| DIRECTIONS |
Show each line in the material below that contains the string "stem".

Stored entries
— BEGIN —
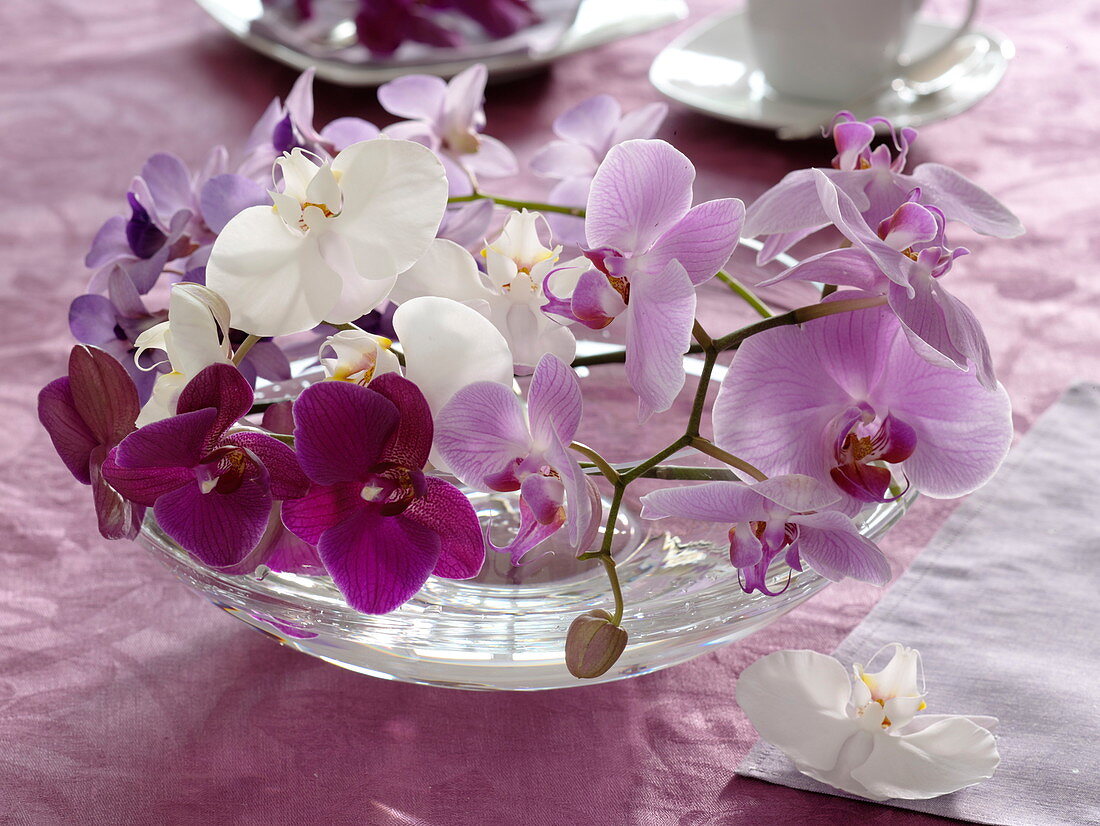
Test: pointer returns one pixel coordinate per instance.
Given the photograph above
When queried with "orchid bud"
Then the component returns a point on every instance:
(593, 643)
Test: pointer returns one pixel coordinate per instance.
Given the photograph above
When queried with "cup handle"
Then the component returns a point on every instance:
(931, 55)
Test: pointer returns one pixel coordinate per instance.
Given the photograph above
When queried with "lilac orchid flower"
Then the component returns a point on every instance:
(789, 514)
(842, 395)
(650, 249)
(380, 525)
(875, 180)
(903, 259)
(585, 134)
(490, 444)
(86, 414)
(211, 488)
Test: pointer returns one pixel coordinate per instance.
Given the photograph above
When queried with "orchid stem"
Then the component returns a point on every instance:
(536, 206)
(243, 350)
(747, 295)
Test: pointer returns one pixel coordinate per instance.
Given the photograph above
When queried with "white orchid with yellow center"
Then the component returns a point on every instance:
(334, 240)
(862, 735)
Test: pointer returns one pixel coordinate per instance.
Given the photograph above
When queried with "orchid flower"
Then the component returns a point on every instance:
(844, 394)
(380, 525)
(491, 444)
(210, 488)
(585, 134)
(862, 735)
(195, 337)
(903, 259)
(448, 118)
(86, 414)
(510, 290)
(332, 244)
(791, 513)
(650, 249)
(875, 180)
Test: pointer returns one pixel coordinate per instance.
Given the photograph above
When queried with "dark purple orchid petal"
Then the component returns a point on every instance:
(70, 436)
(341, 430)
(411, 440)
(446, 510)
(322, 506)
(102, 393)
(378, 562)
(218, 529)
(287, 480)
(222, 387)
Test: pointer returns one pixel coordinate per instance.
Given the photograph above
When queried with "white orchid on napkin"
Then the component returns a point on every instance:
(862, 735)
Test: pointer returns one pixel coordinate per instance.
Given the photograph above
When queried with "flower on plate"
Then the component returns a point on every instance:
(904, 259)
(862, 735)
(876, 183)
(380, 525)
(492, 444)
(210, 487)
(843, 395)
(332, 244)
(585, 134)
(650, 249)
(510, 290)
(86, 414)
(791, 513)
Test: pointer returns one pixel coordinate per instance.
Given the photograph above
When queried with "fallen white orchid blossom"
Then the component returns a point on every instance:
(861, 735)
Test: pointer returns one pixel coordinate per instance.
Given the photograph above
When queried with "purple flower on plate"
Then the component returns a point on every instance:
(86, 414)
(491, 444)
(585, 134)
(650, 249)
(789, 514)
(380, 525)
(903, 259)
(875, 180)
(843, 395)
(211, 488)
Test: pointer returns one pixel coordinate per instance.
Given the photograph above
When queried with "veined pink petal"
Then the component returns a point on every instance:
(639, 191)
(662, 311)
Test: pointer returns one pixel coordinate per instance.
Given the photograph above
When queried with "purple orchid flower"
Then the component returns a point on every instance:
(788, 513)
(842, 395)
(210, 488)
(903, 259)
(875, 180)
(585, 134)
(490, 444)
(380, 525)
(650, 249)
(86, 414)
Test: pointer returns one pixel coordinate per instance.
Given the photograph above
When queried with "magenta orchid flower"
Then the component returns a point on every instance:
(86, 414)
(380, 525)
(211, 488)
(490, 444)
(903, 259)
(875, 180)
(585, 134)
(789, 514)
(843, 395)
(650, 249)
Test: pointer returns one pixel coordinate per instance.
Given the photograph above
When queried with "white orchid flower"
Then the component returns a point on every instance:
(510, 292)
(195, 337)
(332, 244)
(862, 735)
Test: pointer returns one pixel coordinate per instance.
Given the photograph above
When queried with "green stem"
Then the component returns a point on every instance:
(536, 206)
(747, 295)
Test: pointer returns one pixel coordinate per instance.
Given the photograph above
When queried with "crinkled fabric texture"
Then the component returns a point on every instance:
(125, 698)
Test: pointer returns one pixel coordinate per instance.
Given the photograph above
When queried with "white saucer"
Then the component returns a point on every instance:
(568, 26)
(711, 68)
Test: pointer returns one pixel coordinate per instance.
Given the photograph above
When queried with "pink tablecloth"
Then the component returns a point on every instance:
(124, 698)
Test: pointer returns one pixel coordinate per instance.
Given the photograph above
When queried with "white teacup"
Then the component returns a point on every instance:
(836, 51)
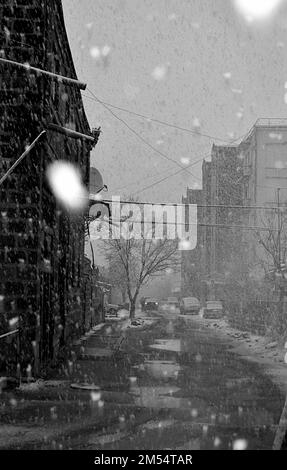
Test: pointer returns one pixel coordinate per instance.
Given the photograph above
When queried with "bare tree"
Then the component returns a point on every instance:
(139, 260)
(273, 253)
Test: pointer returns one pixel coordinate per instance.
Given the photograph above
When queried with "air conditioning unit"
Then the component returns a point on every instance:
(247, 170)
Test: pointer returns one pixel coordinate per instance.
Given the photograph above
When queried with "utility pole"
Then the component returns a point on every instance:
(279, 228)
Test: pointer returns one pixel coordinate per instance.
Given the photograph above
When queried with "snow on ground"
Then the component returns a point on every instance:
(268, 353)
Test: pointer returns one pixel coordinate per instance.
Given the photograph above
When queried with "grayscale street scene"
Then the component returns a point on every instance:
(143, 225)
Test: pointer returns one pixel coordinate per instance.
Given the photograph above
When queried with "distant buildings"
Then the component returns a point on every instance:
(41, 246)
(252, 173)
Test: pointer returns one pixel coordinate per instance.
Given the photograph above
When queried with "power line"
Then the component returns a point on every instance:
(163, 123)
(142, 138)
(197, 224)
(176, 204)
(162, 179)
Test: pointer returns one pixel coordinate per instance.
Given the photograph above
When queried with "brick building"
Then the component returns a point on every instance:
(205, 269)
(42, 246)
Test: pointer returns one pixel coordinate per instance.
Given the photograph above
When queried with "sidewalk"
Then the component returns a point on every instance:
(83, 395)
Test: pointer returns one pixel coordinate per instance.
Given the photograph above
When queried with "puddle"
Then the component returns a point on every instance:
(158, 424)
(161, 369)
(175, 345)
(158, 397)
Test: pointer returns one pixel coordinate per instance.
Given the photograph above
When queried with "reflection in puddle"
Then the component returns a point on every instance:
(161, 369)
(175, 345)
(157, 397)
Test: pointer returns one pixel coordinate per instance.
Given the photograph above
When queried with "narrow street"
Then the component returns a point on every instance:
(173, 385)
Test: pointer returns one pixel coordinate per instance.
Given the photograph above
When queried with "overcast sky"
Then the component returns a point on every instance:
(187, 62)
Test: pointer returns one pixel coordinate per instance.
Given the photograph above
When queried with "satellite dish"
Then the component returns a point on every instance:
(96, 181)
(99, 210)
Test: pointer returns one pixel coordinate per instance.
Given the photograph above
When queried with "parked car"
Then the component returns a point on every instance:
(112, 309)
(189, 305)
(213, 309)
(150, 304)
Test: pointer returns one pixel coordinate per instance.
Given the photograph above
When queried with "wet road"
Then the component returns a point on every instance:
(176, 385)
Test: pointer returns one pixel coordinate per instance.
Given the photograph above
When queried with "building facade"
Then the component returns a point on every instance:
(42, 246)
(205, 269)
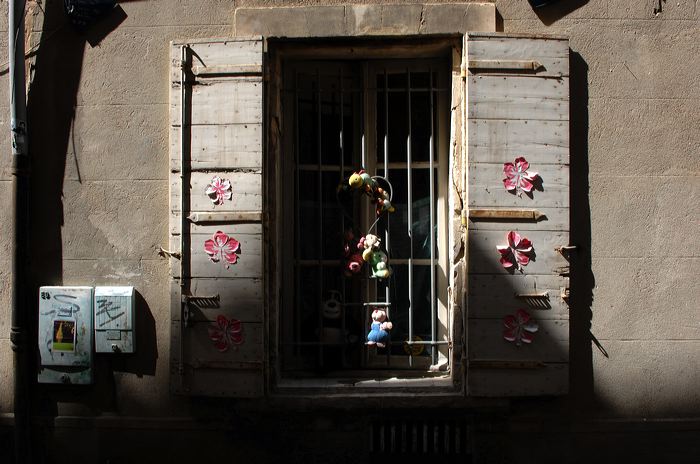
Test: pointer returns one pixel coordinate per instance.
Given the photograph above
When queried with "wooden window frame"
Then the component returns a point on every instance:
(448, 48)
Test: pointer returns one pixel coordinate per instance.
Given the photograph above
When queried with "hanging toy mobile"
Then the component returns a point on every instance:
(368, 247)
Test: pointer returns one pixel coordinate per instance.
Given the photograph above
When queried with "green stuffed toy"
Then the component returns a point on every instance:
(375, 257)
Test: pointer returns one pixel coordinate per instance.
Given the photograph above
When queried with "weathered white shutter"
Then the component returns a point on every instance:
(222, 110)
(517, 91)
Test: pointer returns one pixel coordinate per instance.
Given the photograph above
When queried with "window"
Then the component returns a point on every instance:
(390, 117)
(285, 123)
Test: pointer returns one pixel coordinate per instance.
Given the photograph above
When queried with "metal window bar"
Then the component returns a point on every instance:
(409, 221)
(387, 231)
(319, 149)
(297, 217)
(431, 231)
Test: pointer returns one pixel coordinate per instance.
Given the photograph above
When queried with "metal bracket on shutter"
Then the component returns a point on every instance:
(201, 302)
(228, 70)
(509, 214)
(505, 65)
(535, 300)
(564, 293)
(219, 216)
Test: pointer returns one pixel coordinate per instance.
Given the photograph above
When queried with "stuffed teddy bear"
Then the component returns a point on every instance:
(379, 263)
(377, 259)
(379, 331)
(353, 257)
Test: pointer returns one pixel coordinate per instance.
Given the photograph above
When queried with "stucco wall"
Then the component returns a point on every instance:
(100, 146)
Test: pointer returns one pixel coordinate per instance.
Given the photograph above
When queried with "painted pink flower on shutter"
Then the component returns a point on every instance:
(226, 332)
(219, 190)
(519, 327)
(516, 254)
(222, 246)
(518, 178)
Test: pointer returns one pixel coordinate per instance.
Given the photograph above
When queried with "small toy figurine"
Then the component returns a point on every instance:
(364, 182)
(379, 331)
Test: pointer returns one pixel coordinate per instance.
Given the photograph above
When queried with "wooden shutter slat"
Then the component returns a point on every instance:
(538, 141)
(517, 114)
(246, 190)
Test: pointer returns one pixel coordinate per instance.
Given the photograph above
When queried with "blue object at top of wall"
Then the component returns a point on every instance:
(541, 3)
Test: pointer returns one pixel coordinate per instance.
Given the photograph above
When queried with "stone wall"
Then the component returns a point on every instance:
(99, 140)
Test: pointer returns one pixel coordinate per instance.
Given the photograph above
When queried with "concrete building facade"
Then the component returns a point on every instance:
(100, 104)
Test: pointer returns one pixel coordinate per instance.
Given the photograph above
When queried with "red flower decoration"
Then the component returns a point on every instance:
(518, 178)
(519, 327)
(219, 190)
(222, 246)
(516, 253)
(225, 332)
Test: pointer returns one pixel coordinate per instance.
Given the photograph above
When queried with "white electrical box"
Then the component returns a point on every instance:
(65, 335)
(114, 319)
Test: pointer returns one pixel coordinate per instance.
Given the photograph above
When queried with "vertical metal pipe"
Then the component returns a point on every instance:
(409, 221)
(341, 176)
(431, 151)
(20, 194)
(183, 220)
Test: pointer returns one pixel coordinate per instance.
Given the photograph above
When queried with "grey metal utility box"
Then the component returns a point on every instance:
(114, 319)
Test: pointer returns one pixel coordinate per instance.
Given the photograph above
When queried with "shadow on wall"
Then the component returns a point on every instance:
(583, 280)
(51, 107)
(552, 13)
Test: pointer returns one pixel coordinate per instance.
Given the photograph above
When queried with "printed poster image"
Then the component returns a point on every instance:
(64, 335)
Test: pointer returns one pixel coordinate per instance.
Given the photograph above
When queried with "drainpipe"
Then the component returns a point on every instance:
— END —
| RESULT |
When queried with "orchid stem"
When queried with "green stem"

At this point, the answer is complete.